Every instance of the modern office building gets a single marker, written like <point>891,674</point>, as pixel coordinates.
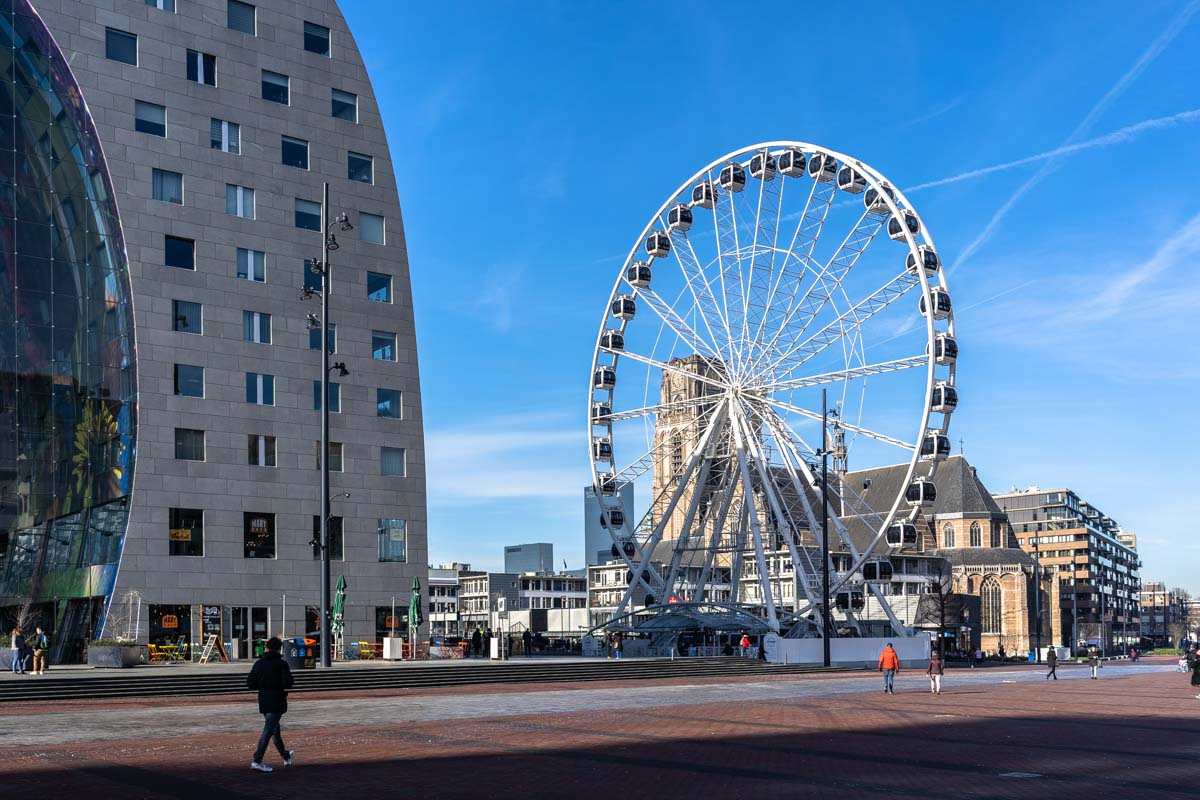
<point>529,558</point>
<point>1097,575</point>
<point>161,198</point>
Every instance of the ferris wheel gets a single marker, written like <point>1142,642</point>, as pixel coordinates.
<point>775,276</point>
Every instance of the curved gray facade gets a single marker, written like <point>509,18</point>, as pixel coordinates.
<point>220,121</point>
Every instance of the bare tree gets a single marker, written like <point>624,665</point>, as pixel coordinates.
<point>940,606</point>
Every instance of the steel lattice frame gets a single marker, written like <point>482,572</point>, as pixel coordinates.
<point>761,312</point>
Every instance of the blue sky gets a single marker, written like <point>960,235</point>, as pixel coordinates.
<point>532,143</point>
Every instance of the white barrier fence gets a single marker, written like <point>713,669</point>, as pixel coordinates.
<point>913,651</point>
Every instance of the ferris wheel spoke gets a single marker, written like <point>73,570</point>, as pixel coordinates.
<point>847,426</point>
<point>844,325</point>
<point>676,323</point>
<point>701,289</point>
<point>672,368</point>
<point>762,262</point>
<point>849,374</point>
<point>730,263</point>
<point>793,320</point>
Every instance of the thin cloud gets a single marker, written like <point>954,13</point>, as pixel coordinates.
<point>1120,136</point>
<point>1156,48</point>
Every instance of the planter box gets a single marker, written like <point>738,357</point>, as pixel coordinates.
<point>117,657</point>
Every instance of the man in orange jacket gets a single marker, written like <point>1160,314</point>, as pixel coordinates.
<point>889,665</point>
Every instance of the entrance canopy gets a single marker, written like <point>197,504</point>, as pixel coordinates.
<point>707,617</point>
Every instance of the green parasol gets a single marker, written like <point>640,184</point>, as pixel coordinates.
<point>414,607</point>
<point>339,609</point>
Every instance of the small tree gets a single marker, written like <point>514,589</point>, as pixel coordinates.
<point>940,606</point>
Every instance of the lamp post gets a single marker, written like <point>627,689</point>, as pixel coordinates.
<point>826,627</point>
<point>321,266</point>
<point>1037,594</point>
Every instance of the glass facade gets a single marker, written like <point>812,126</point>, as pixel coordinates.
<point>67,368</point>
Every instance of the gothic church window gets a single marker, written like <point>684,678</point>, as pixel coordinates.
<point>990,596</point>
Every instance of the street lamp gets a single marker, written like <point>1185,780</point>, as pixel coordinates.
<point>321,266</point>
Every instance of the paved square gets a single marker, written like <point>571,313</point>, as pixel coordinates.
<point>993,733</point>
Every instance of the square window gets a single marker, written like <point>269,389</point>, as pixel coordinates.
<point>186,317</point>
<point>311,280</point>
<point>202,67</point>
<point>345,106</point>
<point>225,136</point>
<point>275,86</point>
<point>393,540</point>
<point>189,444</point>
<point>189,380</point>
<point>167,186</point>
<point>179,252</point>
<point>307,215</point>
<point>120,46</point>
<point>335,537</point>
<point>383,346</point>
<point>294,152</point>
<point>149,118</point>
<point>256,326</point>
<point>388,403</point>
<point>261,450</point>
<point>371,228</point>
<point>391,462</point>
<point>316,38</point>
<point>335,397</point>
<point>258,535</point>
<point>335,456</point>
<point>241,17</point>
<point>315,338</point>
<point>239,202</point>
<point>360,168</point>
<point>252,265</point>
<point>186,531</point>
<point>378,287</point>
<point>259,389</point>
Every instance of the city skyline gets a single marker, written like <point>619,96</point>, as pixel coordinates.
<point>1060,185</point>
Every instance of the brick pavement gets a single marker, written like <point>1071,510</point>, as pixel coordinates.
<point>1133,734</point>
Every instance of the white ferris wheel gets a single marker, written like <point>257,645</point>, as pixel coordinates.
<point>772,276</point>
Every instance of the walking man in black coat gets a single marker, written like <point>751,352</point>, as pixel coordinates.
<point>273,679</point>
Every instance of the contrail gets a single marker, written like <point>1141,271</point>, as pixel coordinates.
<point>1117,137</point>
<point>1161,43</point>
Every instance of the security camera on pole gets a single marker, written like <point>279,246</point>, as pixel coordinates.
<point>321,266</point>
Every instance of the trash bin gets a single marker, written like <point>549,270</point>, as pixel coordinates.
<point>297,654</point>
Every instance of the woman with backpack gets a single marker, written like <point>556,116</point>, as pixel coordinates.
<point>17,643</point>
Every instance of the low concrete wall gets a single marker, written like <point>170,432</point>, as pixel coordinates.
<point>913,651</point>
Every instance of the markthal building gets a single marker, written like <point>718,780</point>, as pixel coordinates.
<point>160,350</point>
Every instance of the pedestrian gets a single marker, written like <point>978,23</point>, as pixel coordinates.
<point>889,665</point>
<point>935,671</point>
<point>17,644</point>
<point>1093,661</point>
<point>41,648</point>
<point>273,679</point>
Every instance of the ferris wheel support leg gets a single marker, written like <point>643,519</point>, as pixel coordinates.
<point>755,528</point>
<point>781,519</point>
<point>646,552</point>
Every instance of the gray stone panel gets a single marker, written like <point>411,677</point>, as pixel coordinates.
<point>225,485</point>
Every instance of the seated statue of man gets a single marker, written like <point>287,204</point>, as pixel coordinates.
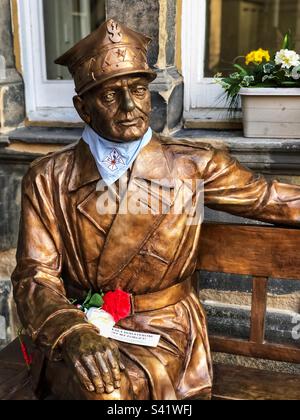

▬▬▬

### Stated problem
Return all of the items above verbatim, leaving the pictures out of your answer.

### Written response
Every instance of the modern office building gets a single marker, written like <point>891,674</point>, as pixel coordinates.
<point>529,558</point>
<point>1097,575</point>
<point>161,198</point>
Every instance of the ferris wheel gets a single marker, written like <point>1142,642</point>, as pixel coordinates.
<point>775,276</point>
Every instance of the curved gray facade gets a single marker, written like <point>509,18</point>, as pixel coordinates.
<point>220,121</point>
Every instance of the bare tree gets a single marker, written like <point>624,665</point>, as pixel coordinates.
<point>940,606</point>
Every instance of the steel lattice frame gets a single marker, written like <point>482,572</point>, as pixel coordinates.
<point>761,312</point>
Every instance of the blue sky gets a single marker, written like <point>960,235</point>, as pixel coordinates.
<point>532,143</point>
Every instance of the white barrier fence gets a single marker, written like <point>713,669</point>, as pixel coordinates.
<point>913,651</point>
Every instance of the ferris wheel spoke gets a single marker, written like <point>73,570</point>, as pixel coordinates.
<point>847,426</point>
<point>844,325</point>
<point>676,323</point>
<point>701,289</point>
<point>672,368</point>
<point>762,262</point>
<point>849,374</point>
<point>730,263</point>
<point>793,320</point>
Every instance of the thin cloud gets a single marker, written like <point>954,13</point>, as pixel coordinates.
<point>1120,136</point>
<point>1156,48</point>
Every instance of the planter box gets a single marker, written like <point>738,357</point>, as pixel coordinates.
<point>117,657</point>
Every instance of the man in orange jacket gets a single marker, written like <point>1160,314</point>, as pixel coordinates.
<point>889,665</point>
Every instance of the entrance canopy gets a single marker, written like <point>197,504</point>, as pixel coordinates.
<point>707,617</point>
Every instance of the green parasol gets a single marker, written like <point>640,184</point>, as pixel coordinates.
<point>414,607</point>
<point>339,609</point>
Every instance of the small tree gets a single marker, written like <point>514,589</point>, as pixel coordinates.
<point>940,606</point>
Every instance of the lamp post gets a single marker, written like <point>627,689</point>, as pixel coordinates.
<point>826,627</point>
<point>321,266</point>
<point>1037,594</point>
Every instance of the glass facade gets a single marker, written like <point>812,126</point>, as pixel coordinates.
<point>67,368</point>
Every instance of the gothic church window gets a single marker, written like <point>684,678</point>, as pixel coordinates.
<point>990,596</point>
Every instance of the street lamp gets a single marker, written like <point>1185,780</point>, as pixel coordinates.
<point>321,266</point>
Every instance of the paved square gets a single marker, written like <point>571,313</point>, as pixel coordinates.
<point>993,733</point>
Every instance of the square window gets a single marker, written like <point>269,389</point>, as pixel coordinates.
<point>186,317</point>
<point>311,280</point>
<point>202,67</point>
<point>345,106</point>
<point>225,136</point>
<point>275,86</point>
<point>393,540</point>
<point>189,444</point>
<point>189,380</point>
<point>167,186</point>
<point>179,252</point>
<point>307,215</point>
<point>120,46</point>
<point>335,537</point>
<point>383,346</point>
<point>294,152</point>
<point>149,118</point>
<point>256,326</point>
<point>388,403</point>
<point>261,450</point>
<point>371,228</point>
<point>391,462</point>
<point>316,38</point>
<point>335,397</point>
<point>258,535</point>
<point>335,456</point>
<point>241,17</point>
<point>315,338</point>
<point>239,202</point>
<point>360,168</point>
<point>252,265</point>
<point>186,531</point>
<point>378,287</point>
<point>259,389</point>
Every instance of the city skyline gets a single marker, written like <point>619,96</point>, as pixel coordinates.
<point>1060,185</point>
Every instance of the brick pavement gets a single marker, written like <point>1071,510</point>, as pixel coordinates.
<point>1133,734</point>
Every instance of the white ferris wheel gets a single marker, written like <point>257,645</point>, as pixel coordinates.
<point>772,276</point>
Every instance of the walking man in black coat gets a single marker, written like <point>751,352</point>, as pixel coordinates.
<point>273,679</point>
Every instance of the contrail gets a single marker, written like <point>1141,271</point>, as pixel coordinates.
<point>1117,137</point>
<point>1161,43</point>
Every instance of the security camera on pole gets a single marker, written like <point>279,246</point>, as pixel coordinates.
<point>321,266</point>
Every instance of the trash bin gets a single marker, written like <point>549,270</point>, as pixel coordinates.
<point>297,654</point>
Every instance of the woman with backpack gets a single marker, written like <point>556,116</point>, as pixel coordinates.
<point>17,643</point>
Every instance of the low concrete wall gets a single marker, written like <point>170,432</point>, as pixel coordinates.
<point>913,651</point>
Every instance of the markthal building gets a single marker, written like <point>718,780</point>, as pixel coordinates.
<point>160,350</point>
Every instance of the pedestrian gets a single marker, written like <point>978,23</point>, as pixel coordinates.
<point>889,665</point>
<point>935,671</point>
<point>17,644</point>
<point>1093,661</point>
<point>41,648</point>
<point>273,679</point>
Every instance of the ferris wheel support leg gets a single marker, written like <point>643,519</point>, as pixel coordinates.
<point>755,528</point>
<point>781,519</point>
<point>646,552</point>
Every instance of the gray stone panel gets a single marker, written like <point>411,677</point>, as pixel coordinates.
<point>225,485</point>
Every instance of the seated statue of man gets a single marker, written like <point>287,204</point>, as pixel coordinates.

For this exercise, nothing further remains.